● **Arbeitsauftrag**
Schreiben Sie die gesamte folgende Auflistung Zeile für Zeile unverändert ab. Lassen Sie dabei nur die Bilder weg.

Datensätze zur Ortsmarkierung:
*****
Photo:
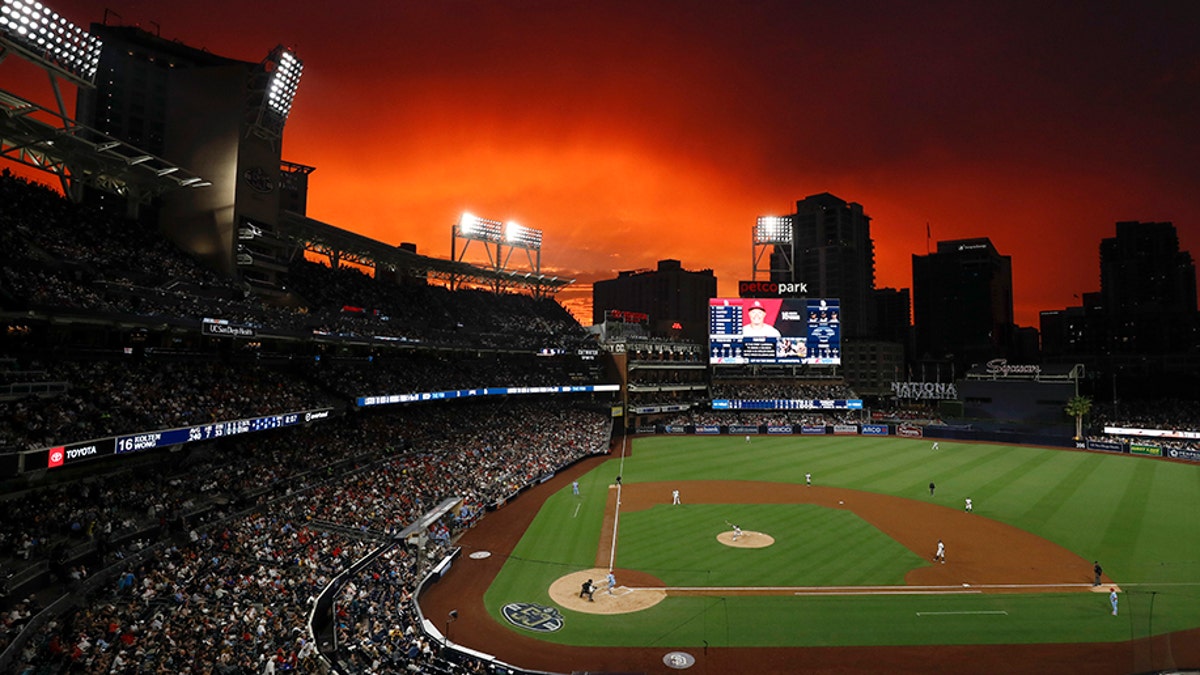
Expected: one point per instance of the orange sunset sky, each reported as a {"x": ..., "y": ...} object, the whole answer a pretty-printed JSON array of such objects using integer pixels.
[{"x": 634, "y": 131}]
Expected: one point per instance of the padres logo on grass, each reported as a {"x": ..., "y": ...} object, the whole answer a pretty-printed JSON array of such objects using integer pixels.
[{"x": 533, "y": 616}]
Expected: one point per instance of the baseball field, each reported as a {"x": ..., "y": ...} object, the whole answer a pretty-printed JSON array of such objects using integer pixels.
[{"x": 846, "y": 562}]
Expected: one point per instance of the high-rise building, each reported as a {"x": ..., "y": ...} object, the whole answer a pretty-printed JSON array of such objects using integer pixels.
[
  {"x": 963, "y": 303},
  {"x": 834, "y": 256},
  {"x": 675, "y": 299},
  {"x": 1149, "y": 287}
]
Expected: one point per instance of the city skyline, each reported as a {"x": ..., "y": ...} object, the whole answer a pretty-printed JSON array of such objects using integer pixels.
[{"x": 631, "y": 132}]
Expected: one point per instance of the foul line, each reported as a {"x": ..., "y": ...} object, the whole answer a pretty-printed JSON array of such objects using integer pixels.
[
  {"x": 975, "y": 589},
  {"x": 988, "y": 611}
]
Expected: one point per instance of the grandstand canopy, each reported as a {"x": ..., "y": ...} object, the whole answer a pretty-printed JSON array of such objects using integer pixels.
[
  {"x": 340, "y": 245},
  {"x": 83, "y": 156}
]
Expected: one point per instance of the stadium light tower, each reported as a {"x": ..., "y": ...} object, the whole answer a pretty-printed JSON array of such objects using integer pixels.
[
  {"x": 277, "y": 79},
  {"x": 40, "y": 35},
  {"x": 495, "y": 236},
  {"x": 774, "y": 232},
  {"x": 52, "y": 141}
]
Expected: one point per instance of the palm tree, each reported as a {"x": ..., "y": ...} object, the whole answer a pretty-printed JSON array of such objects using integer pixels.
[{"x": 1079, "y": 407}]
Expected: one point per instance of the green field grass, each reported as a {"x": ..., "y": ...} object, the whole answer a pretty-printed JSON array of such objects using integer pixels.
[{"x": 1137, "y": 515}]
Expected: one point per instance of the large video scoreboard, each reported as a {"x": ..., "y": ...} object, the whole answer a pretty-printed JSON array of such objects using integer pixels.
[{"x": 774, "y": 330}]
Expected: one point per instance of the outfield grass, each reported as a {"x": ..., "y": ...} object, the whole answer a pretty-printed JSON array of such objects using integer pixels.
[{"x": 1138, "y": 515}]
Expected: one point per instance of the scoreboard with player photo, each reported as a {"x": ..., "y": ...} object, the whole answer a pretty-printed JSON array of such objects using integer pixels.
[{"x": 774, "y": 330}]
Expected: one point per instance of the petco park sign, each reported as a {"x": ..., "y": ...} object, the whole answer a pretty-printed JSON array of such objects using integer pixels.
[
  {"x": 927, "y": 390},
  {"x": 772, "y": 290}
]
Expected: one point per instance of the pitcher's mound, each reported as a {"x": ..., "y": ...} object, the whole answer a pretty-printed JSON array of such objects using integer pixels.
[
  {"x": 747, "y": 539},
  {"x": 641, "y": 592}
]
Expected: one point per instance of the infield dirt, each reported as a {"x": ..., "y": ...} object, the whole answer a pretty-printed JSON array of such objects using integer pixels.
[{"x": 978, "y": 550}]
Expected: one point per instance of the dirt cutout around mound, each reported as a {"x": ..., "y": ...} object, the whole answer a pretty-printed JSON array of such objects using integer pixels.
[{"x": 745, "y": 539}]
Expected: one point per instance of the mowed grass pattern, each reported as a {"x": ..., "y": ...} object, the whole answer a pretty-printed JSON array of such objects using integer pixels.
[
  {"x": 814, "y": 547},
  {"x": 1134, "y": 514}
]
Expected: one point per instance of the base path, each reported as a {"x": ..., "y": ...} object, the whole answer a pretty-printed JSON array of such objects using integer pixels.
[{"x": 462, "y": 589}]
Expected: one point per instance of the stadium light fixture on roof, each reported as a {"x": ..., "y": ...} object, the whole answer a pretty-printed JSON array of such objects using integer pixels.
[
  {"x": 281, "y": 90},
  {"x": 522, "y": 237},
  {"x": 773, "y": 230},
  {"x": 42, "y": 35},
  {"x": 480, "y": 228}
]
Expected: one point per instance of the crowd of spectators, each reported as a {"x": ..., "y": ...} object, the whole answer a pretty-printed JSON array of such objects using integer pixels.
[
  {"x": 67, "y": 257},
  {"x": 1163, "y": 414},
  {"x": 231, "y": 592}
]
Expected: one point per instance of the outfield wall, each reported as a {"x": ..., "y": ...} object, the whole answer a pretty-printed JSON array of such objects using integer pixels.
[{"x": 933, "y": 431}]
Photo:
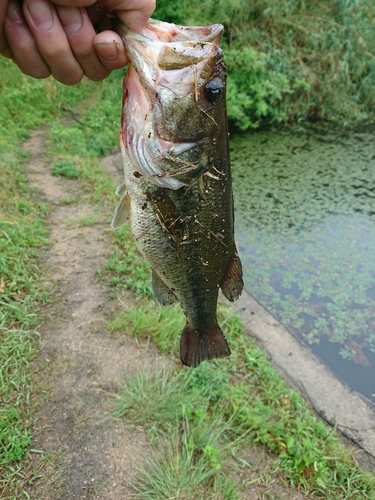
*****
● **Lösung siehe unten**
Photo:
Expected: one point per instance of the orange sunset sky, each reported as a {"x": ..., "y": ...} object, the whole answer a pretty-printed JSON array of such objects using integer pixels.
[{"x": 634, "y": 131}]
Expected: one point per instance of the padres logo on grass, each reported as a {"x": ..., "y": ...} object, the whole answer a pretty-printed JSON array of such objects using integer pixels.
[{"x": 533, "y": 616}]
Expected: one point per instance of the baseball field, each reported as a {"x": ..., "y": ...} object, the whole answer a pretty-printed JSON array of such objects using integer pixels.
[{"x": 846, "y": 562}]
Expected: one point per instance of the high-rise building, each reported as a {"x": ..., "y": ...} object, the whole answer a pretty-printed JSON array of such objects using integer pixels.
[
  {"x": 963, "y": 303},
  {"x": 834, "y": 256},
  {"x": 675, "y": 299},
  {"x": 1149, "y": 287}
]
Expected: one point per instance of the city skyline, each reported as a {"x": ..., "y": ...} object, the whole answer a pretty-printed JSON array of such objects using integer pixels.
[{"x": 631, "y": 132}]
Expected: one point per instance of the foul line, each reported as a {"x": ..., "y": ...} object, the whole answer a pretty-printed JSON array of such objects using integer pixels.
[
  {"x": 975, "y": 589},
  {"x": 988, "y": 611}
]
Expected: one point per instance of the grandstand canopy, each reported as a {"x": ..., "y": ...} object, the whole answer a pretty-printed JSON array of such objects using integer pixels.
[
  {"x": 340, "y": 245},
  {"x": 83, "y": 156}
]
Expected: one point per instance of the stadium light tower, each reported as a {"x": ..., "y": ...} object, the whole answer a pretty-printed JSON array of such objects using integer pixels.
[
  {"x": 277, "y": 79},
  {"x": 40, "y": 35},
  {"x": 495, "y": 236},
  {"x": 774, "y": 232},
  {"x": 52, "y": 141}
]
Expected: one point per instance of the palm tree, each reported as a {"x": ..., "y": ...} object, the whole answer a pretty-printed JSON array of such objects using integer pixels.
[{"x": 1079, "y": 407}]
Expected: one point per instance of the green field grass, each reported as a {"x": ..., "y": ...} object, the whole answer a pretty-printed JSON array of such objects using integer pixels.
[{"x": 1137, "y": 515}]
Expected: one point per instance of the large video scoreboard, each reported as a {"x": ..., "y": ...} object, the whole answer a pretty-printed JSON array of such objects using integer pixels.
[{"x": 774, "y": 330}]
Expected: one point per instance of the outfield grass, each reported as a {"x": ..., "y": ...} object, the whole answer a pretty-printed JSON array of such objects using integer pixels.
[{"x": 1138, "y": 515}]
Expected: one point per instance of the scoreboard with player photo, each reported as a {"x": ..., "y": ...} object, the whole answer a pretty-printed JSON array of such objects using integer pixels.
[{"x": 774, "y": 330}]
Expected: one point per instance of the petco park sign, each reported as a {"x": ..., "y": ...} object, the whole answer a pretty-printed JSON array of such objects using integer pixels.
[
  {"x": 927, "y": 390},
  {"x": 772, "y": 290}
]
Expected: one point per instance of the pitcher's mound, each reported as a {"x": ..., "y": ...} object, the whole answer a pretty-printed JSON array of such objects using integer pixels.
[
  {"x": 747, "y": 539},
  {"x": 641, "y": 592}
]
Expected: one point per instance of the infield dirt, each reported as a {"x": ..., "y": ...} object, the whole answer a pretty-printed JSON array of such objects using integer pixels.
[{"x": 978, "y": 550}]
Expected: one point per instance of the dirt cutout around mound, each reported as a {"x": ..., "y": ...} object, the whole answer a pretty-printed JSON array of such objects using integer pixels.
[{"x": 745, "y": 539}]
Expected: one point per instance of the mowed grass pattern, each reported as a {"x": ..., "y": ...} object, the whole answer a pretty-printed JSON array of such objects using integer pixels.
[
  {"x": 814, "y": 547},
  {"x": 1134, "y": 514}
]
Expected: one point per instance of the base path, each reported as a {"x": ..., "y": ...} object, the whole answer a pretty-printed JSON array of such objects using integer pixels.
[{"x": 462, "y": 589}]
Expected: one point per instance of the stadium light fixture on roof, each reported as a {"x": ..., "y": ...} object, the whole answer a pretty-printed JSON array of such objects using integer pixels.
[
  {"x": 281, "y": 90},
  {"x": 522, "y": 237},
  {"x": 773, "y": 230},
  {"x": 42, "y": 35},
  {"x": 480, "y": 228}
]
Expected: one point per instance of the crowd of spectators, each reported as a {"x": ..., "y": ...} object, the whole answer a pretty-printed JSON array of such objects using integer pixels.
[
  {"x": 67, "y": 257},
  {"x": 1163, "y": 414},
  {"x": 231, "y": 592}
]
Expected: one point per instance of the outfield wall, each reported as a {"x": ..., "y": ...} object, the whole answer a pretty-printed JSON array of such objects using integer pixels.
[{"x": 933, "y": 431}]
Photo:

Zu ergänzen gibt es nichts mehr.